** BEGIN **
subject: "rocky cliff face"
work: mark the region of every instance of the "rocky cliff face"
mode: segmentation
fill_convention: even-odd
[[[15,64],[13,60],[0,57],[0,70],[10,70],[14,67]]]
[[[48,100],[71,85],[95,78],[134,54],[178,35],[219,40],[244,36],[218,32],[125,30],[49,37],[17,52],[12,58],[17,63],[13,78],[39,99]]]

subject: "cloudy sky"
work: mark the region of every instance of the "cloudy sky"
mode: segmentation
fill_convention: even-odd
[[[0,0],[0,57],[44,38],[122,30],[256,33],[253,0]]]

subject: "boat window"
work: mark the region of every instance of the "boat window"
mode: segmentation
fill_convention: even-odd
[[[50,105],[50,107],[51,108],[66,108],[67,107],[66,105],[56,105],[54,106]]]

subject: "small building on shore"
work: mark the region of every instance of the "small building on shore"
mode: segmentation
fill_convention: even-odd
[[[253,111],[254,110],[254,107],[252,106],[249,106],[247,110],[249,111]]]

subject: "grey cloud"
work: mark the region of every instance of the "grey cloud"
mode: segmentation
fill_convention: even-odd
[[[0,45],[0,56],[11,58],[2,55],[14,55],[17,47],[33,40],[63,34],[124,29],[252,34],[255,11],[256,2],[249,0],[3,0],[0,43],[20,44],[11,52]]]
** END **
Reproduce all of the material above, swapping every "even-odd" for "nonzero" and leaving everything else unchanged.

subject: "rocky cliff face"
work: mark the region of every instance of the "rocky cliff face"
mode: segmentation
fill_convention: nonzero
[[[15,64],[13,60],[0,57],[0,70],[10,70],[14,67]]]
[[[48,100],[71,85],[95,78],[134,54],[178,35],[219,40],[244,36],[218,32],[125,30],[49,37],[17,52],[12,58],[17,63],[13,78],[39,99]]]

subject: "cloudy sky"
work: mark the region of every instance of the "cloudy sky"
mode: segmentation
fill_convention: nonzero
[[[0,0],[0,57],[44,38],[122,30],[256,33],[253,0]]]

subject: "boat window"
work: mark the region of every instance of the "boat window"
mode: segmentation
fill_convention: nonzero
[[[50,105],[50,107],[51,108],[66,108],[67,107],[66,105],[56,105],[54,106]]]

subject: "small building on shore"
work: mark the region of every instance of the "small building on shore"
mode: segmentation
fill_convention: nonzero
[[[253,111],[254,110],[254,107],[252,106],[249,106],[247,110],[249,111]]]

subject: "grey cloud"
work: mark the region of every instance of the "grey cloud"
mode: segmentation
fill_convention: nonzero
[[[0,45],[0,56],[11,58],[2,55],[14,55],[17,47],[33,40],[63,34],[124,29],[252,34],[255,11],[256,2],[249,0],[3,0],[0,43],[20,44],[11,52]]]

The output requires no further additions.